Opgave a
Verzamel alstublieft elke regel uit de records hieronder waarin de tekenreeks "stone" voorkomt, en neem die regels ongewijzigd over.

Documenttekst
────

7.2.3. Gecoördineerd milieubeleid voor industrie en MKB

Motivering

Om te zorgen voor een blijvende ontkoppeling van economische groei enerzijds en milieubelasting door de industrie anderzijds. Daartoe moet de industrie als geheel voldoen aan de NEC-doelstellingen 2010 wat betreft de uitstoot van verzurende stoffen (NOx, SO2, VOS en NH3) naar de lucht en moet zij bijdragen aan het verminderen van de uitstoot van fijnstof en NO2. Daarnaast moeten specifieke industrietakken voldoen aan de voor 2010 afgesproken integrale milieutaakstellingen (IMT 2010), waarbij tevens milieuwinst in de productie- en consumptieketens wordt gerealiseerd.

Instrumenten

• Voorlichting en kennisoverdracht;

• Bestuurlijk overleg;

• Convenanten;

• Onderzoek;

• Duurzaam inkopen;

• (Beperkt) subsidieverlening.

────

Taakgegevens
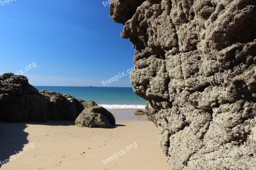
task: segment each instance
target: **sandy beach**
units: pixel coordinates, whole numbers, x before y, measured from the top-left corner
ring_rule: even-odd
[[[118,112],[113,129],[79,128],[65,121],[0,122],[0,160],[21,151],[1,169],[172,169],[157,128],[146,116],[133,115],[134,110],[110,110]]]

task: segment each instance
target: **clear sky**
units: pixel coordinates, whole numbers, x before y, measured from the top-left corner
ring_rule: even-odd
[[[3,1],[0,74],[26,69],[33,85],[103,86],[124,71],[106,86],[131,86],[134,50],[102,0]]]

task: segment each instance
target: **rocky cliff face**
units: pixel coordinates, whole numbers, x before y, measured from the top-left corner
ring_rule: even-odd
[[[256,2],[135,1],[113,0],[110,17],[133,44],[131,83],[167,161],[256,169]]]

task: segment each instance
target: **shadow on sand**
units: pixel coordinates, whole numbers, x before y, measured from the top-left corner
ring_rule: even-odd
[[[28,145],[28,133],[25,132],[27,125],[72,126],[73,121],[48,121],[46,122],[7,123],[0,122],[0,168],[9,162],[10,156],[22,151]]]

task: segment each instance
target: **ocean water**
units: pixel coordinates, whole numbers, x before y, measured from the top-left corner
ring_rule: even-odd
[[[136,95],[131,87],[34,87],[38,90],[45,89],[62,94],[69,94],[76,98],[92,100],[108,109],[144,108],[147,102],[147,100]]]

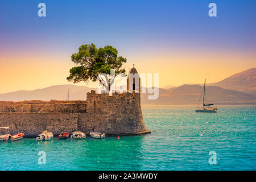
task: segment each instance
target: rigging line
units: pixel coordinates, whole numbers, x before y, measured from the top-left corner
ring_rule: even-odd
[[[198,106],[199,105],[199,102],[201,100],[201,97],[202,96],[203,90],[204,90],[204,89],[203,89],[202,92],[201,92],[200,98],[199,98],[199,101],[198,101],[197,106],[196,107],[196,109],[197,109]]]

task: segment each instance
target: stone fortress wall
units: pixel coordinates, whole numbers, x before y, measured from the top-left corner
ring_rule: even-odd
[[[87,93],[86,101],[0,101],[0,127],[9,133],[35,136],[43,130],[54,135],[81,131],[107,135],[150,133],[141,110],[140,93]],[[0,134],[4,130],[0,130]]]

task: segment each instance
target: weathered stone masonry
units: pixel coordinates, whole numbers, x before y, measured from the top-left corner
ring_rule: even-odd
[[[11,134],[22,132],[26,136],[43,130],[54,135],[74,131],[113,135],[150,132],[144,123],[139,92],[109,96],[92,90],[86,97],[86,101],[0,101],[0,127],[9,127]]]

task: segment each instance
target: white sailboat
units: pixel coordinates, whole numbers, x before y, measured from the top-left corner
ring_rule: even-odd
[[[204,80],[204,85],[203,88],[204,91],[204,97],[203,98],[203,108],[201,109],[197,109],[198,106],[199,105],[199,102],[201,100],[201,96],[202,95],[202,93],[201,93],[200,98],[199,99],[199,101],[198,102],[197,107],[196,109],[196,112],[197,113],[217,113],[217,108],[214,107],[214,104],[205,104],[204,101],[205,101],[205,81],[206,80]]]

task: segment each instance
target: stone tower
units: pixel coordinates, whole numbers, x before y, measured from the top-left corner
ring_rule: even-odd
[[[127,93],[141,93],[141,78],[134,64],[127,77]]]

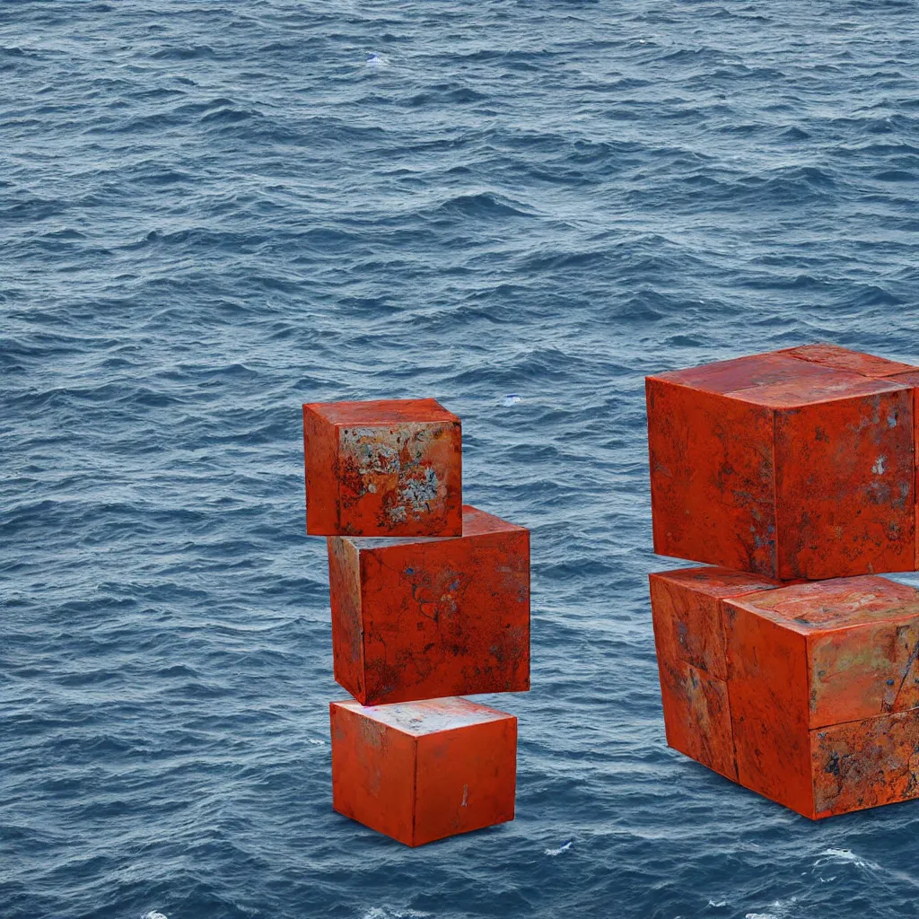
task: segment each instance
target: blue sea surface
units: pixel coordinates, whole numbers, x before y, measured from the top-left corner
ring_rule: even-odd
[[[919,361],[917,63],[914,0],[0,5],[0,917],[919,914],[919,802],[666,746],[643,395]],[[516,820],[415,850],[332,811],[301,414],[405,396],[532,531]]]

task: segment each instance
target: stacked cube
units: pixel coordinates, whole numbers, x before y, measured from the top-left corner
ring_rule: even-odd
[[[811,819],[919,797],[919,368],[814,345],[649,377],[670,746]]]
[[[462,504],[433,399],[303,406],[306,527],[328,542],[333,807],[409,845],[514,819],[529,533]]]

────

Opgave b
Pak de tekst over milieubeleid voor industrie en MKB op waar die ophoudt en schrijf hem verder.

Antwoord a
target: stone fortress wall
target: weathered stone masonry
target: stone tower

Antwoord b
Meetbare gegevens

Voornaamste beleidsprestaties 2008:

• Actualisatie van regelgeving ter vermindering van de uitstoot van de verzurende en grootschalige luchtemissies bij de industrie in verband met de NEC-richtlijn;

• Verschijnen van het uitvoeringsbericht inzake het plan van aanpak Industrie en luchtkwaliteit;

• Verschijnen van de jaarlijkse samenvattende rapportage inzake het Doelgroepenbeleid Industrie;

• Aanpassing van de Wet milieubeheer in verband met stroomlijning van regelgeving voor het MJV (Milieujaarverslag) met de EU-verordening PRT (Pollutant Release and Transfer). Inwerkingtreding eind 2008;

• Vaststellen van de duurzaamheidscriteria voor circa 40 productgroepen. Het kabinet kiest ervoor om de criteria zo ambitieus mogelijk te stellen, voorzover dit juridisch en financieel mogelijk is. Hierdoor zal voor bedrijven die innovatieve duurzame producten kunnen leveren de kans op overheidsopdrachten toenemen;

• Afspraken met de aan de overheid gelieerde organisaties en met het bedrijfsleven, om de reikwijdte van duurzaam inkopen verder te vergroten;

• Uitvoering van de tweejaarlijkse monitoring over de voortgang van duurzaam inkopen (najaar 2008);

• Afspraken met relevante marktpartijen (bouw en grond-, weg- en watersector) om het aandeel duurzaam geproduceerd hout op de Nederlandse markt verder te vergroten.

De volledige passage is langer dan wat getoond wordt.